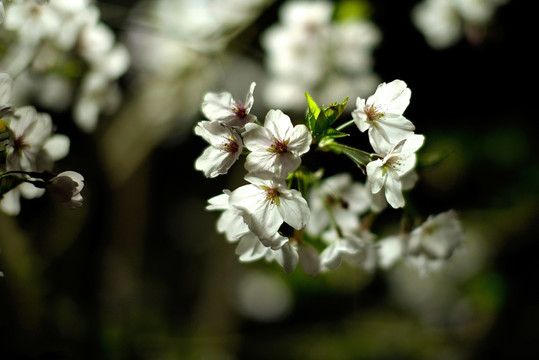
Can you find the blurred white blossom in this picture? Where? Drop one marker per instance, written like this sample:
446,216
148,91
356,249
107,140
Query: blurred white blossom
309,51
445,22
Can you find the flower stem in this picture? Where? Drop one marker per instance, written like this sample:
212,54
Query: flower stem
345,125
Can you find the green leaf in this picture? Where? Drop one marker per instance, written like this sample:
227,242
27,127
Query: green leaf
332,133
333,111
312,112
359,157
319,120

- _YOUR OBJECTIVE_
Copy every line above that holds the word "marker".

- _TASK RESULT_
Can you find the blurred white blossom in this picture? Where? Drop one marker per instance, written like this sample:
Can you find the flower stem in this picture? Where? Drop one marker per instance, written like this sample:
Can you find the green leaf in this picture? Where? Drop one marker per instance, written like this sample:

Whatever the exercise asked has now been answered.